## Activity
Which lines of the entries contain the string "every"? Please find them and copy them.

## Information given
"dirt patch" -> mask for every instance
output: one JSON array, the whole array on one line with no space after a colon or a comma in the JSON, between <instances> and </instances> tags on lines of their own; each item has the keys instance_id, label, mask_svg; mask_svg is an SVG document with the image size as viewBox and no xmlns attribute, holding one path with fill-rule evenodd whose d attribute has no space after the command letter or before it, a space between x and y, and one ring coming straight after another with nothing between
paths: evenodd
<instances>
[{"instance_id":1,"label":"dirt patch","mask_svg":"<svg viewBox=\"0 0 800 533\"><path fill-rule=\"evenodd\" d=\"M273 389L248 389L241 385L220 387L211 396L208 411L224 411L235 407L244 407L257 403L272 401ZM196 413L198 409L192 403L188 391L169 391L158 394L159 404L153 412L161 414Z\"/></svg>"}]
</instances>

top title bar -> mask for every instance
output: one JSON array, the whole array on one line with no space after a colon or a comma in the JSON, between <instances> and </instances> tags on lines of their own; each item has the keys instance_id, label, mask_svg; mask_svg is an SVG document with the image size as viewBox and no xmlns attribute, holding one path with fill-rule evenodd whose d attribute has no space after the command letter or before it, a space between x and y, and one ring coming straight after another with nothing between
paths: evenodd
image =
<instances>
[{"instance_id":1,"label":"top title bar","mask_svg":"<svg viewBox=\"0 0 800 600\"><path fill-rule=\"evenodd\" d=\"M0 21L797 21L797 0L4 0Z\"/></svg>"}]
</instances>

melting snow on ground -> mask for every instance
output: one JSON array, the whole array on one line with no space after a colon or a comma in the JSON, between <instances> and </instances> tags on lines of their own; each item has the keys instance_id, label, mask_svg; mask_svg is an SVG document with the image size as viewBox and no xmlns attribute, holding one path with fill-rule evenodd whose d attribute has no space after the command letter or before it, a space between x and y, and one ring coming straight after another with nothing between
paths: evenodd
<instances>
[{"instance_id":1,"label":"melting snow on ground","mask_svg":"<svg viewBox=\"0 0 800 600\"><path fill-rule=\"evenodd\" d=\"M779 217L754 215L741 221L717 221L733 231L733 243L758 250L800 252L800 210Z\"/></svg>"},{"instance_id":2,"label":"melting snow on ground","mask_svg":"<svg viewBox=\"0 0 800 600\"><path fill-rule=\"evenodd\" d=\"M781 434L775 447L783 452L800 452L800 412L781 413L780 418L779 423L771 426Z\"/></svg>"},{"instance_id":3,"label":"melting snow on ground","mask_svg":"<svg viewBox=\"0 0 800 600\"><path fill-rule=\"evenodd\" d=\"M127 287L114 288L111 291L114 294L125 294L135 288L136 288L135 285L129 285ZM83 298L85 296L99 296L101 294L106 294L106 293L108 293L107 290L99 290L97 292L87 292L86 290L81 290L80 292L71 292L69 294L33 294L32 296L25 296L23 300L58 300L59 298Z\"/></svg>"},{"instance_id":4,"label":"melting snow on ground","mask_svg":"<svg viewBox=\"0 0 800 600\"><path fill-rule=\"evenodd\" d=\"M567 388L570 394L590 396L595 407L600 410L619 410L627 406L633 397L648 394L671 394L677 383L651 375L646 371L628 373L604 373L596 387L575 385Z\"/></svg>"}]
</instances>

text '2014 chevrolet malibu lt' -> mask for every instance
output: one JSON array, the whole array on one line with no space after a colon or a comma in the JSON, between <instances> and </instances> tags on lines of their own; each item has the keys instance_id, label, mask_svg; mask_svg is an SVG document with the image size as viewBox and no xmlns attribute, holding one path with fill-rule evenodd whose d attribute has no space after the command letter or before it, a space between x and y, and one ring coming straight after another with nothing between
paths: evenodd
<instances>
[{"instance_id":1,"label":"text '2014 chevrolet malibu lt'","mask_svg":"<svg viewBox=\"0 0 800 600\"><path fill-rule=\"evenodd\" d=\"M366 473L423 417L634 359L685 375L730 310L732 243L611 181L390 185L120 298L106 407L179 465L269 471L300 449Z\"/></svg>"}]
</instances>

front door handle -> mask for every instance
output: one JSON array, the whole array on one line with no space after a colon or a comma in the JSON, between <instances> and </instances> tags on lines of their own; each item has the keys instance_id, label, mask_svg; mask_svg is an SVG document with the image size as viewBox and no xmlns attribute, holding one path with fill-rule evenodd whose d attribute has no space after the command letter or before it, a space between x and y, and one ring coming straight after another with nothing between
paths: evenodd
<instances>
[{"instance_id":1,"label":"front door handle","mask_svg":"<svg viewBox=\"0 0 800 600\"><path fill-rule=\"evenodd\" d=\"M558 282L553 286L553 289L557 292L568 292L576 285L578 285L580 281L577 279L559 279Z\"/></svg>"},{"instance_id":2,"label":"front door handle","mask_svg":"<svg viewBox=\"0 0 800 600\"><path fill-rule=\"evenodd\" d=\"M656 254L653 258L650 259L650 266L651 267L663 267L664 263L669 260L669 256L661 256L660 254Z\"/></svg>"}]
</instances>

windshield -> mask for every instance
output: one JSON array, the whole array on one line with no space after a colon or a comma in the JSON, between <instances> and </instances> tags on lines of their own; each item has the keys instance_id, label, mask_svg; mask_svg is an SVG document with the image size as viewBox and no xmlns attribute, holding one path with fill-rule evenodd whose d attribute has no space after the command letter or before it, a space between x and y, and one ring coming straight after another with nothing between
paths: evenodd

## Reply to the task
"dirt patch" -> mask for every instance
top title bar -> mask for every instance
melting snow on ground -> mask for every instance
text '2014 chevrolet malibu lt' -> mask for every instance
front door handle -> mask for every instance
windshield -> mask for every instance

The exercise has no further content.